## PAGE EXTRACT
___

Healthy volume performance coupled with favorable brand mix, operating leverage and continued cost discipline resulted in EBITDA growth of 9.4% and margin expansion of more than 120 basis points to an EBITDA margin of 42%.

This result was supported by favorable comparable as our sales and marketing investments in 2018 were weighted to the first half of the year due to the FIFA World Cup.

This year, we expect that our sales and marketing investments will be much more balanced throughout the year, resulting a more difficult comparable in the second half, particularly in the third quarter. Underlying EPS increased by $0.06 to $1.16 in the quarter, as a result of the very strong performance.

The leveraging to our optimal capital structure of a net debt to EBITDA ratio of around 2 times remains a priority for us. And in the first half of this year, our net debt to EBITDA ratio decreased from 4.621 times at the end of 2018 to 4.58 times.

We expect to deliver further progress on the leveraging by the end of 2019 is the majority of our cash flows generated in the second half of the year. Our global brands continue to lead our growth, with global revenue up by 8% and by 11.3% outside of the brands for markets, where they typically command a premium price point.

Budweiser grew revenue by 5.6% outside of the U.S., a solid result in light of the fact that it was lapping, it's a sponsorship of the 2018 FIFA World Cup, which was our largest ever commercial activation.

Budweiser continues to strengthen its connection to football, as the brand recently announced its multiyear sponsorship of the Premier League and La Liga, two of the top international football leagues.

___

## SOURCE DATA
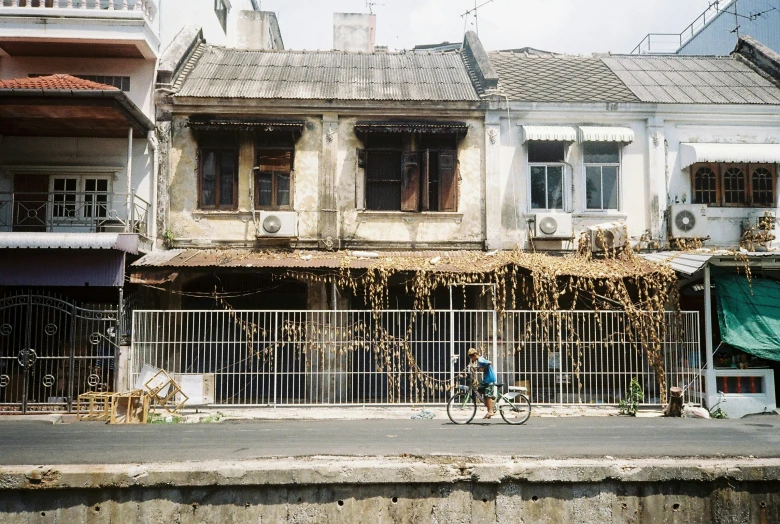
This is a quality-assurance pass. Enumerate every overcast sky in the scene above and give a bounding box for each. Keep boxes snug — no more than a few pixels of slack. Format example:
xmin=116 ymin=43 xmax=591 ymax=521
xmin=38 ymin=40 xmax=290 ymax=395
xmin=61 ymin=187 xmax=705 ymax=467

___

## WORK TO COMPLETE
[A] Summarize the quarterly results excerpt in two sentences.
[B] Reproduce the passage of the quarterly results excerpt starting with "Healthy volume performance" and going on through "margin of 42%.".

## THE RESPONSES
[A] Healthy volume performance, favorable brand mix, operating leverage and cost discipline produced EBITDA growth of 9.4% and an EBITDA margin of 42%, helped by a favorable comparable because 2018 sales and marketing investments were weighted to the first half of the year for the FIFA World Cup. Global brands led growth, with global revenue up 8%, and Budweiser grew revenue by 5.6% outside of the U.S. while strengthening its connection to football through a multiyear sponsorship of the Premier League and La Liga.

[B]
Healthy volume performance coupled with favorable brand mix, operating leverage and continued cost discipline resulted in EBITDA growth of 9.4% and margin expansion of more than 120 basis points to an EBITDA margin of 42%.